_SELECTED PASSAGE_.
Press clippings Page 3

Now this could be fun, because tonight a trio of really disparate guests make themselves comfy on the sofa: Jack Dee, James McAvoy and drum roll Liza Minnelli! We know how much Norton loves a gay icon, judging by his glee at recent appearances by Bette Midler and Lady Gaga, but surely Minnelli beats them all. She talks about her life and career, of course, and also sings live. It will be delicious to see what she makes of Jack Dee, promoting a new series of his doleful sitcom Lead Balloon, in that often uncomfortable juxtaposition of a megastar and a cheeky British comedian they've never heard of (remember Maggie Gyllenhaal's bewilderment when faced with Russell Howard?). Bona fide Hollywood action man McAvoy (hasn't he come a long way since Shameless?) will discuss his role in the latest X Men movie, X Men First Class.

(Items from a data source)
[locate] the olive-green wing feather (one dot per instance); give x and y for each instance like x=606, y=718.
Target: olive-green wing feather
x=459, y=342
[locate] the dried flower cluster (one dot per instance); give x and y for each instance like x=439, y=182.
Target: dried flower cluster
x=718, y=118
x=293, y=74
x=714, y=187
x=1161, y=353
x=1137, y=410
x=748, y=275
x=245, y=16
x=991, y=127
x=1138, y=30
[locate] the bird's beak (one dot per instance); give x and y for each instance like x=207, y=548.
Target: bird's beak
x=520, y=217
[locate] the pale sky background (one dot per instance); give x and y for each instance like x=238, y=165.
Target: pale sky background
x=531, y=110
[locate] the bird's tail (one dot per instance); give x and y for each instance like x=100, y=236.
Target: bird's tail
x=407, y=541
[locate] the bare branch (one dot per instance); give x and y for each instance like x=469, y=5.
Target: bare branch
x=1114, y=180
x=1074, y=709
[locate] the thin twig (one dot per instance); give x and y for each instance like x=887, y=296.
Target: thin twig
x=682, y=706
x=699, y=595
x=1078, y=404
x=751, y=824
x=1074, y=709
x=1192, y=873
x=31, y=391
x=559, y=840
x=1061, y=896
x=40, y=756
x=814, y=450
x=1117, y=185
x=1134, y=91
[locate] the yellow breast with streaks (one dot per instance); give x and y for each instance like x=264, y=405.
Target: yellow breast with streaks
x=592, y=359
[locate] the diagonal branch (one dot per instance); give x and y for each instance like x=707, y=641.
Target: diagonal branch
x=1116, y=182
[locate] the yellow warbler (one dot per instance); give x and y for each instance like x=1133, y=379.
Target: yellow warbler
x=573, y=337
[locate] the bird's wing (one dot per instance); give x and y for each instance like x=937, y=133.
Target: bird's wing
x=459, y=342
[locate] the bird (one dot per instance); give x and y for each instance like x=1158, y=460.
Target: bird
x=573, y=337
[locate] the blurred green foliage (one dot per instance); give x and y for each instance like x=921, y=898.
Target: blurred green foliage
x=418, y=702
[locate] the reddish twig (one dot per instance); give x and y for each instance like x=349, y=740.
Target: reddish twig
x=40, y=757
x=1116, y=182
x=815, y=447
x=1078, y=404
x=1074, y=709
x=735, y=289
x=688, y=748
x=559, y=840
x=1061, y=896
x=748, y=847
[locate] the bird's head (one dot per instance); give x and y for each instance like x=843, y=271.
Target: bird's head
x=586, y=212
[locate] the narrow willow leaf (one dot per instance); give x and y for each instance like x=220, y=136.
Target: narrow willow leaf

* * *

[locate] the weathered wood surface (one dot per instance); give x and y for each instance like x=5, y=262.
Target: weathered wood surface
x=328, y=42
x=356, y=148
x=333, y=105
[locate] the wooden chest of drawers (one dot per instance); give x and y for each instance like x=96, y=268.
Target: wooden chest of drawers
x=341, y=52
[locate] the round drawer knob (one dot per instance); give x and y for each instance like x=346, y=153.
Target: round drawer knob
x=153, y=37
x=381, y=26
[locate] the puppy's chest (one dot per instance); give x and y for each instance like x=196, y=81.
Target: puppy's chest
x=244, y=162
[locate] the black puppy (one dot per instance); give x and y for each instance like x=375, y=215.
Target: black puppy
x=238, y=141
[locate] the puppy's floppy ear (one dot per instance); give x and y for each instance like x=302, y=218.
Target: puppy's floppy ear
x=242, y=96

...

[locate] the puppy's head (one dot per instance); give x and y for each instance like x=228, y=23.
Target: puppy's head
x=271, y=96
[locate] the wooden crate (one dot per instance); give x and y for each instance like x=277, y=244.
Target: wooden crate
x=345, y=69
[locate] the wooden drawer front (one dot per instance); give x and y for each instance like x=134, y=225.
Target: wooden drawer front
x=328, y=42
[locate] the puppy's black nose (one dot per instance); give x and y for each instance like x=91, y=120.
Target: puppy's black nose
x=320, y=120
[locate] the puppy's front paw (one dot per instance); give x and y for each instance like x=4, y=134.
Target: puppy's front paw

_TASKS AND EXERCISES_.
A – List the three guests who appear on the sofa tonight according to the press clipping.
B – In the press clipping, what is Jack Dee promoting?
C – Render this sentence from the press clipping in Spanish: "She talks about her life and career, of course, and also sings live."

_EXERCISE RESULTS_.
A – Jack Dee, James McAvoy, Liza Minnelli

B – He is promoting a new series of his sitcom Lead Balloon.

C – Habla de su vida y de su carrera, por supuesto, y además canta en directo.